Among the entries that follow, find every line with the word "window" and list it.

★ ★ ★ ★ ★ ★ ★

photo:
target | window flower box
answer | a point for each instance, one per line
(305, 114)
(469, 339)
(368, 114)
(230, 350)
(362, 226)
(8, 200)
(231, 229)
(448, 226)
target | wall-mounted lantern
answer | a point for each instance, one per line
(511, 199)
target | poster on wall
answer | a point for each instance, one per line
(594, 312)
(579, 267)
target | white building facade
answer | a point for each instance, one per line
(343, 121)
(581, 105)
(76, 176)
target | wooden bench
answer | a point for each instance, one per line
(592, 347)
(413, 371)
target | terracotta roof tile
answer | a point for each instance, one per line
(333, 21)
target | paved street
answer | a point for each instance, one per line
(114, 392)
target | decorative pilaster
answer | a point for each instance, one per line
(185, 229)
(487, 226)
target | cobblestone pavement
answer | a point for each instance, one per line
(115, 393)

★ ★ ★ ★ ★ ★ ★

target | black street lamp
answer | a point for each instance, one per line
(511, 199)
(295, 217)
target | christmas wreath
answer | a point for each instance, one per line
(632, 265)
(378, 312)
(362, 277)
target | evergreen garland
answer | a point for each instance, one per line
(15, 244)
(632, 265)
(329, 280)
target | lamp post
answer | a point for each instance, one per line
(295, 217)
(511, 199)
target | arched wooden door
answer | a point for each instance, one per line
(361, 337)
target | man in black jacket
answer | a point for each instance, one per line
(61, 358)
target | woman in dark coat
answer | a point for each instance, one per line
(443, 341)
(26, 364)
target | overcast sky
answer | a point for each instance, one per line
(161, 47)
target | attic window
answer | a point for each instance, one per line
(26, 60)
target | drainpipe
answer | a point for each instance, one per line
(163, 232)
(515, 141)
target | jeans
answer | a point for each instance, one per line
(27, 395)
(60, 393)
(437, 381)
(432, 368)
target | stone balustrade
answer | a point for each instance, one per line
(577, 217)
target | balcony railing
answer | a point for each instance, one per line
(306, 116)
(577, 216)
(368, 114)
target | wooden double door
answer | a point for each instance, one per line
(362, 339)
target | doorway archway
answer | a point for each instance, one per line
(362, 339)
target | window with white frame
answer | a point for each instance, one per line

★ ★ ★ ★ ★ ★ ★

Answer box.
target | window flower box
target | attic window
target | window with white frame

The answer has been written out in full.